── INFORMATION PROVIDED
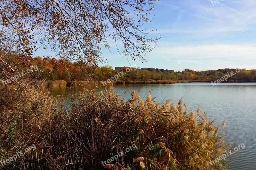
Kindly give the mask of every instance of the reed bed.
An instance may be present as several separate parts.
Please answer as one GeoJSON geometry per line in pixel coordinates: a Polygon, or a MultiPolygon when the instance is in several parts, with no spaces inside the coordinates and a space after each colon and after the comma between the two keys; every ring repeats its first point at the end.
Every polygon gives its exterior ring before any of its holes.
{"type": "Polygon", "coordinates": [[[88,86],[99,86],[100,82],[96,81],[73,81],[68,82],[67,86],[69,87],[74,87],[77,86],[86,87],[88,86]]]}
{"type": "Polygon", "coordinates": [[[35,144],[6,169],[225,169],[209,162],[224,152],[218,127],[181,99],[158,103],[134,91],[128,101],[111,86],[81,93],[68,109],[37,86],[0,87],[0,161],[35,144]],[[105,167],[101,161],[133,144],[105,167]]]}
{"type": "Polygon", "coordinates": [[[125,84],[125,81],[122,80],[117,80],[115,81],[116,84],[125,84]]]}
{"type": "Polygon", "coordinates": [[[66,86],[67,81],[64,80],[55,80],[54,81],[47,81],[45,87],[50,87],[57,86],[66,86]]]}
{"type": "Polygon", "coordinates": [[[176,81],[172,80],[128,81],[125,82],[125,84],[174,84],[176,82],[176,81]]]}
────
── INFORMATION PROVIDED
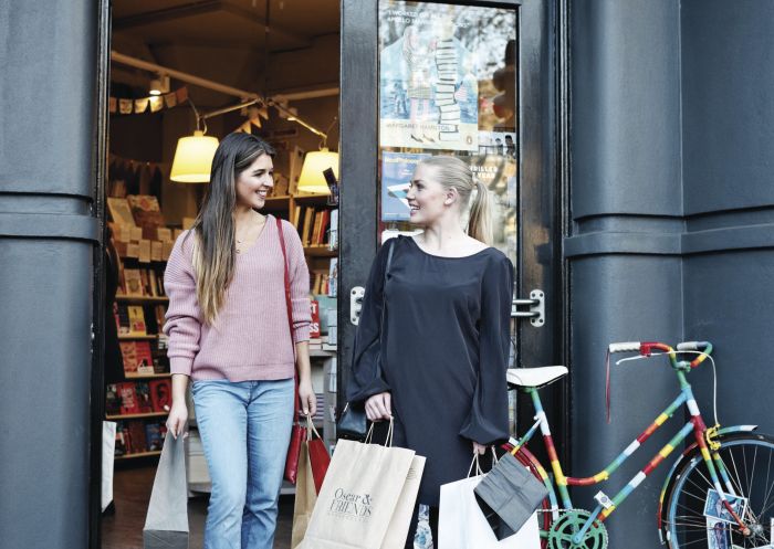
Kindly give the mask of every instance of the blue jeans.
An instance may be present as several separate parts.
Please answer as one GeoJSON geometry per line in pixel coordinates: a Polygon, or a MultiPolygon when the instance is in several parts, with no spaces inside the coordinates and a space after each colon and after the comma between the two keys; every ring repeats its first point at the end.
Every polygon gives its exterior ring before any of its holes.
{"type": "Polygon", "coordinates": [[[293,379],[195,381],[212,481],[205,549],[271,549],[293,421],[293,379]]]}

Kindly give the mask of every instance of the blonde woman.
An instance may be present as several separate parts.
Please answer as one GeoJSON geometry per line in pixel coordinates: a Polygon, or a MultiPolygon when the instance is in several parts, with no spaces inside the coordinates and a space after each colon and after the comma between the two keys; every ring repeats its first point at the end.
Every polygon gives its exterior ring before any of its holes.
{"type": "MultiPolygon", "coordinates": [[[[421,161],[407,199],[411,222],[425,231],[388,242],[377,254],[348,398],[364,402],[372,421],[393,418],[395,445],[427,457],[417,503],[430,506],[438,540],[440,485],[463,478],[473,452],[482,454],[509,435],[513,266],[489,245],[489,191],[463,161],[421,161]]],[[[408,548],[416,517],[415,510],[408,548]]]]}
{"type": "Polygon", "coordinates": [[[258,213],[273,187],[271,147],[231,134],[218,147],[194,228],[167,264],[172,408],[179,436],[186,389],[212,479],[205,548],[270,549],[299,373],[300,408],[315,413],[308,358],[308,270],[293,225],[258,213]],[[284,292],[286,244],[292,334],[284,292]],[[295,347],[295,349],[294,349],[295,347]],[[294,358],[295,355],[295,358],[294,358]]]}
────
__TO DO__
Copy out, in full, each row above that contains the word "mask".

__RESULT OF THIS TASK__
Kindly give the mask of every instance of the reed bed.
Kindly give the mask of every instance of the blue jeans.
Kindly give the mask of every instance of the blonde woman.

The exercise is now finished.